(Extracted data entries)
====================
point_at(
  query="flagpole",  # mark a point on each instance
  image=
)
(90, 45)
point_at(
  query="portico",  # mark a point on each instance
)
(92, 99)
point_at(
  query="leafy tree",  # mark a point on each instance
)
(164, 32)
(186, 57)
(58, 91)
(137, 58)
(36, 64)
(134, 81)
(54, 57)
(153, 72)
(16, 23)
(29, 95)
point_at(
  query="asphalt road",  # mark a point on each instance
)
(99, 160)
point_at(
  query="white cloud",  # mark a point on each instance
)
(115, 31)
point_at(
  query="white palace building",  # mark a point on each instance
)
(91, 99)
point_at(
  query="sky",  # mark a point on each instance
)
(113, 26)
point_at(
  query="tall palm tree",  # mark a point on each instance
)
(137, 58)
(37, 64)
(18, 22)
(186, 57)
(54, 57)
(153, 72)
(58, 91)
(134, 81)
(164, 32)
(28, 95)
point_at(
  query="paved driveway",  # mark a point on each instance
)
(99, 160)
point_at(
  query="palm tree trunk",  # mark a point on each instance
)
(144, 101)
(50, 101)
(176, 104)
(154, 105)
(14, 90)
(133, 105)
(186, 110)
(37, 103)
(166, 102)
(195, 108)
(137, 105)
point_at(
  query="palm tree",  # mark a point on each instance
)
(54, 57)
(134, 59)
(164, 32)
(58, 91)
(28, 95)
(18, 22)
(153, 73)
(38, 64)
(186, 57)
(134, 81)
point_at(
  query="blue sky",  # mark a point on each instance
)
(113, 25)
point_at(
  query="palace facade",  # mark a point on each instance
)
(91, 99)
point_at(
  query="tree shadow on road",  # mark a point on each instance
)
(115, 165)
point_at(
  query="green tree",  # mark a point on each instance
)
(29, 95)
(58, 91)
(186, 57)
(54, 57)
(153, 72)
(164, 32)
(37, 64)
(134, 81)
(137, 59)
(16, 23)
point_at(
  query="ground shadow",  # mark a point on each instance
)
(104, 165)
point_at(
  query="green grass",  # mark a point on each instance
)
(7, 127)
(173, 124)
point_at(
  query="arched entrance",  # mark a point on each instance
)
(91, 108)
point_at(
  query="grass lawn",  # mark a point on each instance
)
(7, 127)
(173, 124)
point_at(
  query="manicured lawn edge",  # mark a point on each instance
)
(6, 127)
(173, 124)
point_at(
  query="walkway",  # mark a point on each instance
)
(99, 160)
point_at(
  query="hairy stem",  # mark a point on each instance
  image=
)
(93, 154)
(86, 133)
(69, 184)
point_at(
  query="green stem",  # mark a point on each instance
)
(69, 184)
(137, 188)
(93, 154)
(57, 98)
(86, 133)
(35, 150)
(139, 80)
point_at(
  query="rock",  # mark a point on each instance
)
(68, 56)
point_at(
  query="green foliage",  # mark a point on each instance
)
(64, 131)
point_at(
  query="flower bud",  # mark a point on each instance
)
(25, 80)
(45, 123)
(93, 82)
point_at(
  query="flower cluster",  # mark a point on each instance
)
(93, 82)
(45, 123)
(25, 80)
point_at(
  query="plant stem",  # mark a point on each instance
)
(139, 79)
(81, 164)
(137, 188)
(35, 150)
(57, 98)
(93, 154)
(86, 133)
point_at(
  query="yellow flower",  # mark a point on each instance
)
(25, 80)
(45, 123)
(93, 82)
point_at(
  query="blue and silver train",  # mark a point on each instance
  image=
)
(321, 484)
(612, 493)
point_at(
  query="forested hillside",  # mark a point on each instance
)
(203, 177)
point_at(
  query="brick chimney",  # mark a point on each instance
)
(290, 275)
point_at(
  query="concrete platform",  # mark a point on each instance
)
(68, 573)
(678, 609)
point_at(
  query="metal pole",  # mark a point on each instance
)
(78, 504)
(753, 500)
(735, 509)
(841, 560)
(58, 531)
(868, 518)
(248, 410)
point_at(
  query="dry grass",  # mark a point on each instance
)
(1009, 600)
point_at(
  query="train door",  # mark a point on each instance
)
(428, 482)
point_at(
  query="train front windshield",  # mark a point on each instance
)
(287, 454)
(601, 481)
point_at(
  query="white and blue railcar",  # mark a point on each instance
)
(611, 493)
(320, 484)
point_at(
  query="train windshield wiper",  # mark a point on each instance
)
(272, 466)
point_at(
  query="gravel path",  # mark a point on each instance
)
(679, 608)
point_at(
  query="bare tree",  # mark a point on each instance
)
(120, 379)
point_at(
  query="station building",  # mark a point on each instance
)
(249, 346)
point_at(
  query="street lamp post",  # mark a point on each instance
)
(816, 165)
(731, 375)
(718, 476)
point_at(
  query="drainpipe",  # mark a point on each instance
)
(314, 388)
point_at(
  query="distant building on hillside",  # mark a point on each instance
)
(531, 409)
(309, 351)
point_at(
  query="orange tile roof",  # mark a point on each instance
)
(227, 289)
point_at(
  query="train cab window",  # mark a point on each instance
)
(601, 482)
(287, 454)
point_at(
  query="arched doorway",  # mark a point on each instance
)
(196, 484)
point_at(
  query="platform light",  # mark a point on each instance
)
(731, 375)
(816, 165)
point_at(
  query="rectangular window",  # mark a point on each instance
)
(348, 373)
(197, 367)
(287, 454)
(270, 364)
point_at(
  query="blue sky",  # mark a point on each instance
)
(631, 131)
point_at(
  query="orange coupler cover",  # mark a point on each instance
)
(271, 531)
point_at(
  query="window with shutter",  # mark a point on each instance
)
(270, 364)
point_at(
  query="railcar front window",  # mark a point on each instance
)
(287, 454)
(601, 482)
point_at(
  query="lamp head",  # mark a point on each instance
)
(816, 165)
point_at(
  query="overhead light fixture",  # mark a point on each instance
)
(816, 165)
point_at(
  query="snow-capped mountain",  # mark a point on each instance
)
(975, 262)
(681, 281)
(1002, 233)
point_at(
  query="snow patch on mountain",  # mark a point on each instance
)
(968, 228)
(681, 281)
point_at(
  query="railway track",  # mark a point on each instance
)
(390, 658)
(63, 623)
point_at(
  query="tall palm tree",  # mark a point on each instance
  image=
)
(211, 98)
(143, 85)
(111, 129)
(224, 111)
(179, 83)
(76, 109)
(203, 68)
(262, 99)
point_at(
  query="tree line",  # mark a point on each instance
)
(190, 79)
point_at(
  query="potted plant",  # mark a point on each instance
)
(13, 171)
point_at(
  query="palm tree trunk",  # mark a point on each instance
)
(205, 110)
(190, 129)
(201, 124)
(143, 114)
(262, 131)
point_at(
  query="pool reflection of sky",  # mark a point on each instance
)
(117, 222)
====================
In full and without change, transcribe the entries.

point_at(
  query="flagpole",  # mark a point on each instance
  image=
)
(90, 45)
point_at(
  query="portico",  # mark a point on each instance
)
(92, 99)
point_at(
  query="leafy tree",  # mark a point on each instance
)
(164, 32)
(186, 57)
(58, 91)
(137, 58)
(36, 64)
(134, 81)
(54, 57)
(153, 72)
(16, 23)
(29, 95)
point_at(
  query="asphalt road",  # mark a point on each instance
)
(99, 160)
point_at(
  query="white cloud",  # mark a point on each instance
)
(115, 31)
point_at(
  query="white palace building",  # mark a point on each instance
)
(91, 99)
point_at(
  query="sky",  # mark a point on each instance
)
(113, 26)
point_at(
  query="tall palm tree",  # mark a point on each instance
)
(137, 58)
(37, 64)
(18, 22)
(186, 57)
(54, 57)
(153, 72)
(58, 91)
(134, 81)
(164, 32)
(28, 95)
point_at(
  query="paved driveway",  # mark a point on each instance
)
(99, 160)
point_at(
  query="palm tree trunk",  # mark a point on each instance
)
(144, 101)
(50, 101)
(176, 104)
(154, 105)
(14, 90)
(133, 105)
(186, 110)
(37, 103)
(166, 102)
(195, 108)
(137, 105)
point_at(
  query="palm tree",  # mark a point on each instance
)
(54, 57)
(134, 59)
(164, 32)
(58, 91)
(28, 95)
(18, 22)
(153, 73)
(38, 64)
(186, 57)
(134, 81)
point_at(
  query="blue sky",  # mark a point on each instance
)
(113, 25)
point_at(
  query="palace facade",  # mark a point on each instance
)
(91, 99)
point_at(
  query="tree shadow on road",  # mark a point on each instance
)
(115, 165)
point_at(
  query="green tree",  # mark a point on each instance
)
(29, 95)
(58, 91)
(186, 57)
(54, 57)
(153, 72)
(164, 32)
(37, 64)
(134, 81)
(137, 59)
(16, 23)
point_at(
  query="ground shadow",  # mark a point on each instance
)
(104, 165)
point_at(
  query="green grass",  # mark a point on each instance
)
(7, 127)
(173, 124)
point_at(
  query="arched entrance",  # mark a point on each instance
)
(91, 108)
point_at(
  query="grass lawn",  # mark a point on each instance
)
(7, 127)
(173, 124)
point_at(
  query="manicured lawn edge",  # mark a point on each instance
)
(6, 127)
(173, 124)
point_at(
  query="walkway",  # mark a point on each instance
)
(99, 160)
point_at(
  query="hairy stem",  # mark a point on each instance
  image=
)
(93, 154)
(86, 133)
(69, 184)
point_at(
  query="green stem",  # mark a point on each instance
)
(69, 184)
(137, 188)
(93, 154)
(57, 98)
(86, 133)
(35, 150)
(139, 80)
point_at(
  query="rock",  # mark a point on each instance
)
(68, 56)
point_at(
  query="green foliage",  # mark a point on each instance
)
(64, 131)
point_at(
  query="flower bud",  # mark a point on each instance
)
(25, 80)
(45, 123)
(93, 82)
point_at(
  query="flower cluster",  # mark a point on each instance
)
(93, 82)
(45, 123)
(25, 80)
point_at(
  query="plant stem",  # mark a point on each instance
)
(139, 79)
(81, 164)
(137, 188)
(35, 150)
(57, 98)
(93, 154)
(86, 133)
point_at(
  query="yellow flower",  # mark a point on each instance
)
(25, 80)
(45, 123)
(93, 82)
point_at(
  query="blue and silver train",  # mark a point on each instance
  image=
)
(321, 484)
(612, 493)
point_at(
  query="forested hillside",  # mark a point on each instance
)
(203, 177)
point_at(
  query="brick chimney",  # mark a point on each instance
)
(290, 275)
point_at(
  query="concrete platform",  # mark a point on each instance
)
(68, 573)
(678, 609)
point_at(
  query="metal pole",  # mark a point on each instance
)
(78, 504)
(753, 500)
(735, 509)
(841, 560)
(58, 531)
(868, 518)
(248, 410)
point_at(
  query="dry grass",  # mark a point on each instance
)
(1009, 600)
point_at(
  query="train door",  # mark a point on each instance
)
(428, 482)
point_at(
  query="train front windshield",  # mark a point on each instance
)
(287, 454)
(601, 481)
point_at(
  query="white and blue railcar",  # mark a point on each instance
)
(611, 493)
(320, 484)
point_at(
  query="train windshield wiper",  # mark a point on each instance
)
(272, 466)
point_at(
  query="gravel path",  # mark a point on each instance
)
(679, 608)
point_at(
  query="bare tree",  # mark a point on each instance
)
(120, 379)
point_at(
  query="station building",  # mark a point on each instance
)
(249, 346)
point_at(
  query="street lamp post",  # mark a point on each instance
)
(816, 165)
(731, 375)
(718, 476)
point_at(
  query="drainpipe",  # mark a point on each instance
)
(314, 388)
point_at(
  query="distant building on hillside",  # mark a point on each instance
)
(531, 409)
(309, 351)
point_at(
  query="orange tile roof",  # mark a point on each instance
)
(227, 289)
point_at(
  query="train cab window",  # mark a point on each instance
)
(601, 482)
(287, 454)
point_at(
  query="arched doorway",  # mark a point on each instance
)
(196, 484)
point_at(
  query="platform light",  # mark a point on each instance
)
(731, 375)
(816, 165)
point_at(
  query="rectangular window",  # mark a point on each instance
)
(348, 373)
(197, 367)
(287, 454)
(270, 364)
point_at(
  query="blue sky",  # mark a point on each instance
)
(631, 131)
point_at(
  query="orange coupler cover",  # mark a point on each instance
)
(271, 531)
point_at(
  query="window with shutter",  # mark a point on each instance
)
(270, 364)
point_at(
  query="railcar front window",  # mark a point on each instance
)
(287, 454)
(601, 482)
point_at(
  query="lamp head",  # mark a point on each instance
)
(816, 165)
point_at(
  query="overhead light fixture",  # mark a point on each instance
)
(816, 165)
point_at(
  query="snow-capped mountain",  # mark a point on each instance
)
(975, 262)
(681, 281)
(1002, 233)
point_at(
  query="snow patch on mountain",  # mark a point on each instance
)
(968, 228)
(681, 281)
point_at(
  query="railway track",  # mark a point on each instance
)
(390, 658)
(63, 623)
point_at(
  query="tall palm tree",  # mark a point on each instance
  image=
)
(211, 98)
(143, 85)
(111, 129)
(224, 111)
(179, 83)
(76, 109)
(203, 68)
(262, 99)
point_at(
  query="tree line",  # mark a point on each instance
)
(190, 79)
point_at(
  query="potted plant",  # mark a point on each instance
)
(13, 171)
point_at(
  query="palm tree trunk",  # mark a point on each instance
)
(205, 110)
(190, 129)
(201, 124)
(143, 114)
(262, 131)
point_at(
  query="pool reflection of sky",  # mark a point on each instance
)
(117, 222)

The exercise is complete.